___ Exercise data ___
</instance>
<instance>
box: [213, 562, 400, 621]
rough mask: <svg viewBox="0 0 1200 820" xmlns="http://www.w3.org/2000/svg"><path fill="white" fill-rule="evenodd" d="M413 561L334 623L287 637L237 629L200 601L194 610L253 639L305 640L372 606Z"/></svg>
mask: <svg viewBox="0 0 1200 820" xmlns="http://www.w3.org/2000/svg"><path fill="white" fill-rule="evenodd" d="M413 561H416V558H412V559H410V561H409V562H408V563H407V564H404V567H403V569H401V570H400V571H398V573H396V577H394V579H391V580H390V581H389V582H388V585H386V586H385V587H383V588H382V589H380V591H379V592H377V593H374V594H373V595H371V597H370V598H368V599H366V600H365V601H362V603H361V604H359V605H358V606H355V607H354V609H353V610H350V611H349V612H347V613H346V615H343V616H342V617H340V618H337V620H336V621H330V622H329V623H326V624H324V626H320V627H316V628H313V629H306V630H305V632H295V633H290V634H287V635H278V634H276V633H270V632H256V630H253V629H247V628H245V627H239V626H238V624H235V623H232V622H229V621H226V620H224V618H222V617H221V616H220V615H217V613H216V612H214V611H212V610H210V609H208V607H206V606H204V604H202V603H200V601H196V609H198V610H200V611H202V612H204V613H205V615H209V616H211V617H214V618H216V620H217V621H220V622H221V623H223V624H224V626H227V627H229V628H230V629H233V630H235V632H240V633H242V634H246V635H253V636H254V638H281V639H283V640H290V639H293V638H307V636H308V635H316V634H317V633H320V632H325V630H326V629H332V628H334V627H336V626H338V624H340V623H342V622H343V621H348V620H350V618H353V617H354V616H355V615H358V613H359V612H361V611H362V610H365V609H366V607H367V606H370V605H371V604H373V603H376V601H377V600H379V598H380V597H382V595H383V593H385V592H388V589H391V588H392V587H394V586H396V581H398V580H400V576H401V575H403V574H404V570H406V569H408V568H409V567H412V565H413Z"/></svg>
___
» Your assignment: Swap "rough mask" for "coarse mask" in the lines above and write them out again, leaving everything else unchanged.

» Answer box:
</instance>
<instance>
box: [213, 562, 400, 621]
coarse mask: <svg viewBox="0 0 1200 820" xmlns="http://www.w3.org/2000/svg"><path fill="white" fill-rule="evenodd" d="M413 561L334 623L287 637L237 629L200 601L194 610L253 639L305 640L372 606Z"/></svg>
mask: <svg viewBox="0 0 1200 820" xmlns="http://www.w3.org/2000/svg"><path fill="white" fill-rule="evenodd" d="M413 561H416V558H412V559H410V561H409V562H408V563H407V564H404V567H403V569H401V570H400V571H398V573H396V577H394V579H391V580H390V581H389V582H388V585H386V586H385V587H383V588H382V589H380V591H379V592H377V593H374V594H373V595H371V597H370V598H368V599H366V600H365V601H362V603H361V604H359V605H358V606H355V607H354V609H353V610H350V611H349V612H347V613H346V615H343V616H342V617H340V618H337V620H336V621H330V622H329V623H326V624H324V626H320V627H316V628H313V629H306V630H305V632H295V633H290V634H287V635H278V634H276V633H270V632H256V630H253V629H247V628H245V627H239V626H238V624H235V623H232V622H229V621H226V620H224V618H222V617H221V616H220V615H217V613H216V612H214V611H212V610H210V609H208V607H206V606H204V604H202V603H200V601H196V609H198V610H200V611H202V612H204V613H205V615H209V616H211V617H214V618H216V620H217V621H220V622H221V623H223V624H224V626H227V627H229V628H230V629H233V630H235V632H240V633H242V634H246V635H253V636H254V638H281V639H283V640H290V639H293V638H307V636H308V635H316V634H317V633H320V632H325V630H326V629H332V628H334V627H336V626H338V624H340V623H342V622H343V621H348V620H350V618H353V617H354V616H355V615H358V613H359V612H361V611H362V610H365V609H366V607H367V606H370V605H371V604H373V603H376V601H377V600H379V598H380V597H382V595H383V593H385V592H388V589H391V588H392V587H394V586H396V581H398V580H400V576H401V575H403V574H404V570H406V569H408V568H409V567H412V565H413Z"/></svg>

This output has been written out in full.